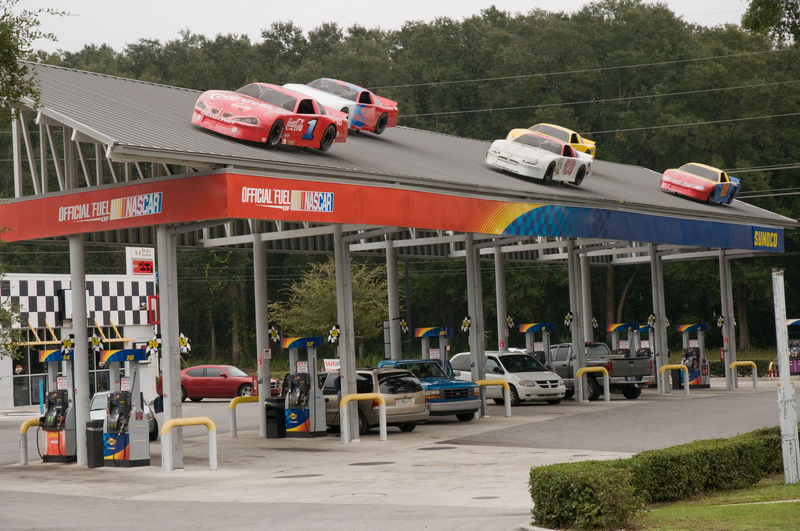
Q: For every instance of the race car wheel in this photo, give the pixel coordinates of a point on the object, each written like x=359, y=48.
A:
x=579, y=177
x=380, y=127
x=548, y=174
x=327, y=138
x=275, y=133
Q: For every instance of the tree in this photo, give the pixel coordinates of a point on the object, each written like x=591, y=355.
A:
x=17, y=33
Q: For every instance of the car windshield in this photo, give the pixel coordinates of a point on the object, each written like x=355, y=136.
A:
x=522, y=363
x=705, y=173
x=235, y=371
x=424, y=369
x=551, y=131
x=539, y=142
x=398, y=383
x=268, y=95
x=346, y=91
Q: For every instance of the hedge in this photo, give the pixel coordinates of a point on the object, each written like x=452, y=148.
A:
x=610, y=494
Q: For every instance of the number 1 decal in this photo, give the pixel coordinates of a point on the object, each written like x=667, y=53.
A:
x=310, y=133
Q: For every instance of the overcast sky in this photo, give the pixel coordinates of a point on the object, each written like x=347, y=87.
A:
x=118, y=23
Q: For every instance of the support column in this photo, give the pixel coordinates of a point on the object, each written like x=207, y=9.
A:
x=344, y=305
x=500, y=290
x=262, y=327
x=81, y=399
x=170, y=348
x=393, y=289
x=586, y=299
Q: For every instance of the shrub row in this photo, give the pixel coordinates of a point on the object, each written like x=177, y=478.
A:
x=610, y=494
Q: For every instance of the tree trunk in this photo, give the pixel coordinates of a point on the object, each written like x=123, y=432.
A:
x=741, y=311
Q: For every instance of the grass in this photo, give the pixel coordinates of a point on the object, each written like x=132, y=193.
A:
x=717, y=512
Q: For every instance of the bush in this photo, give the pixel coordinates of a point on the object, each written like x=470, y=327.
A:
x=584, y=495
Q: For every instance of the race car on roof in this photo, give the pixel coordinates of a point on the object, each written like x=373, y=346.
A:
x=272, y=115
x=701, y=182
x=559, y=133
x=365, y=111
x=541, y=157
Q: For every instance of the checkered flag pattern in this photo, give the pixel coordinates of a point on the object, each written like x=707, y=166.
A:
x=122, y=302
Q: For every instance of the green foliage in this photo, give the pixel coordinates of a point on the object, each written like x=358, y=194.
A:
x=584, y=495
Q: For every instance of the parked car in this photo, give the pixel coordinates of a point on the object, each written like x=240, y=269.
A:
x=402, y=391
x=445, y=394
x=97, y=411
x=218, y=381
x=527, y=378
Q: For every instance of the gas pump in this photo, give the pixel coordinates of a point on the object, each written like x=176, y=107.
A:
x=540, y=350
x=305, y=405
x=58, y=421
x=694, y=355
x=126, y=435
x=624, y=346
x=444, y=333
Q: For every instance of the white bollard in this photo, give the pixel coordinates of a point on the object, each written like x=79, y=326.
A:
x=212, y=449
x=382, y=420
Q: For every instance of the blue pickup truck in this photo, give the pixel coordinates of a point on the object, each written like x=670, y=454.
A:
x=445, y=394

§ **EXERCISE AIM**
Strip out the pictures and quote the remaining data word for word.

§ **EXERCISE ANSWER**
Q: For every instance of the race car wheel in this photo, give the pixel coordinates of a point on the object, each written like x=359, y=48.
A:
x=579, y=177
x=380, y=127
x=548, y=174
x=327, y=138
x=275, y=133
Q: For every instance of the tree in this photo, give the pixel coordinates of a point on the object, each written like x=591, y=355.
A:
x=17, y=33
Q: For every instance of the car windshield in this photo, give the pixel coordinates of a point on the object, each written like x=355, y=136.
A:
x=522, y=363
x=705, y=173
x=235, y=371
x=424, y=369
x=551, y=131
x=539, y=142
x=398, y=383
x=268, y=95
x=346, y=91
Q: For every instance of the hedge in this photo, give the pixel coordinates of a point on the object, each written like x=452, y=148.
A:
x=610, y=494
Q: For every instance of the number 1 decal in this photo, give the pixel coordinates of a point on the object, each written like x=667, y=53.
A:
x=310, y=133
Q: For every instance of the overcast sky in this photo, give the pixel coordinates of a point on the object, each written like x=347, y=87.
A:
x=118, y=23
Q: For every instance of the support column in this photo, give the pixel coordinates of a point on the object, each written like x=207, y=9.
A:
x=344, y=305
x=500, y=290
x=262, y=327
x=81, y=399
x=170, y=348
x=393, y=289
x=586, y=299
Q: For every instance of the shrub row in this photo, give the pixel coordinates of a point on the object, each written like x=177, y=478.
A:
x=610, y=494
Q: For every instance of the tree trunk in this photo, give the pixel coordinates of a point on the object, each written like x=123, y=432.
A:
x=741, y=311
Q: For every instance of the grass in this photo, give the pixel coordinates of a point on the object, each written like x=132, y=193.
A:
x=717, y=512
Q: For every instance of the bush in this photo, give the pixel coordinates of a point on the object, each written like x=470, y=327.
A:
x=584, y=495
Q: For every instance of the race car on roof in this photo, give the pixel coordinates of a point on the object, each written like x=373, y=346.
A:
x=272, y=115
x=701, y=182
x=559, y=133
x=365, y=111
x=541, y=157
Q: For every instance of the checkered flag pattern in this photo, give the pixel coordinates of a point on the object, each written like x=707, y=166.
A:
x=122, y=302
Q: For every instance of the green foliage in this photo, give the pixel coordinates of a point on the object, each written like x=358, y=194.
A:
x=584, y=495
Q: For every instance of the parked car in this photo, give the pixel coordinates of a point on the object, each written like x=240, y=269.
A:
x=402, y=391
x=445, y=394
x=97, y=411
x=218, y=381
x=527, y=378
Q: For every instance of the gas pump in this photo, give the pixel coordinates of a point on the object, each written like x=176, y=107.
A:
x=540, y=350
x=305, y=405
x=58, y=421
x=694, y=355
x=126, y=435
x=624, y=346
x=444, y=333
Q: For every instance of the white bollard in this photo, give the pixel coordinates of a point on the object, each written like x=79, y=326.
A:
x=212, y=449
x=382, y=420
Q: For every instance of the blue pickup truck in this photo, give the pixel coordinates of a point on the object, each written like x=670, y=454.
A:
x=445, y=394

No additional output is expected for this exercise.